Your goal
Only the line containing "the white star" and the lines after it, up to the end of the listing, should be written out, each exactly as given.
--- Material provided Enclosed Below ---
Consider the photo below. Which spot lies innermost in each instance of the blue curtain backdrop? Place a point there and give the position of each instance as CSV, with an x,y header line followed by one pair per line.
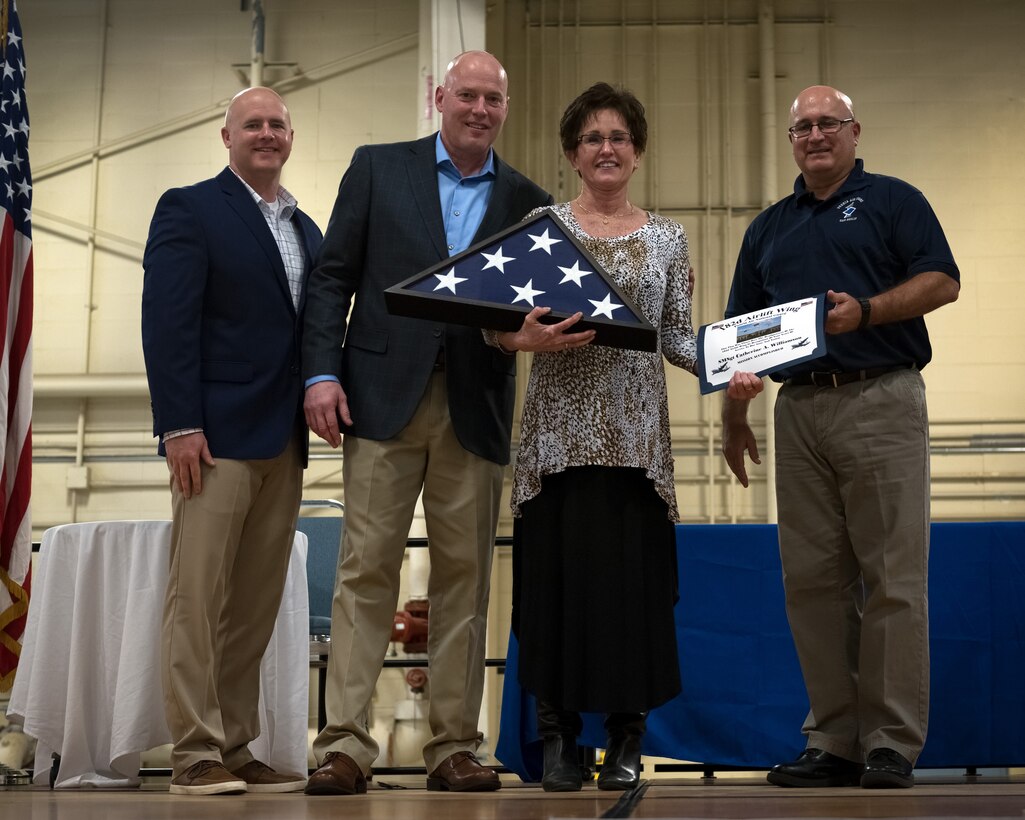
x,y
743,700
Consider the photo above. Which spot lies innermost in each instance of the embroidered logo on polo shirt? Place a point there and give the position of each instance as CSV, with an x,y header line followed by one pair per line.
x,y
847,209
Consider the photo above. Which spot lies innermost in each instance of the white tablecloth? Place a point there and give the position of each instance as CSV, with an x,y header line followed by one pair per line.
x,y
88,680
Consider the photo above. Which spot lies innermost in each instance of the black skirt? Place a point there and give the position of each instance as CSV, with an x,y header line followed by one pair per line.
x,y
593,588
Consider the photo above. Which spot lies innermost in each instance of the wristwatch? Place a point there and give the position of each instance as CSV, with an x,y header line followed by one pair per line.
x,y
866,312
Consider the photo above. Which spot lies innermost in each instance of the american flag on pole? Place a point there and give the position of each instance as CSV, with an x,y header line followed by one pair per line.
x,y
535,263
15,358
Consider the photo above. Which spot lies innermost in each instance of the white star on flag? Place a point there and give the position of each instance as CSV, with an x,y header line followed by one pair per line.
x,y
605,306
497,260
574,274
526,293
449,280
543,242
--- End of Enclosed Material provided ---
Answer
Consider the photo above. Which spot lies innermost in each instance of the white star on flag? Place a point there and give the position of each instance as CSV, with an x,y header line followed by one pair per line.
x,y
605,306
497,260
574,274
526,293
449,280
543,242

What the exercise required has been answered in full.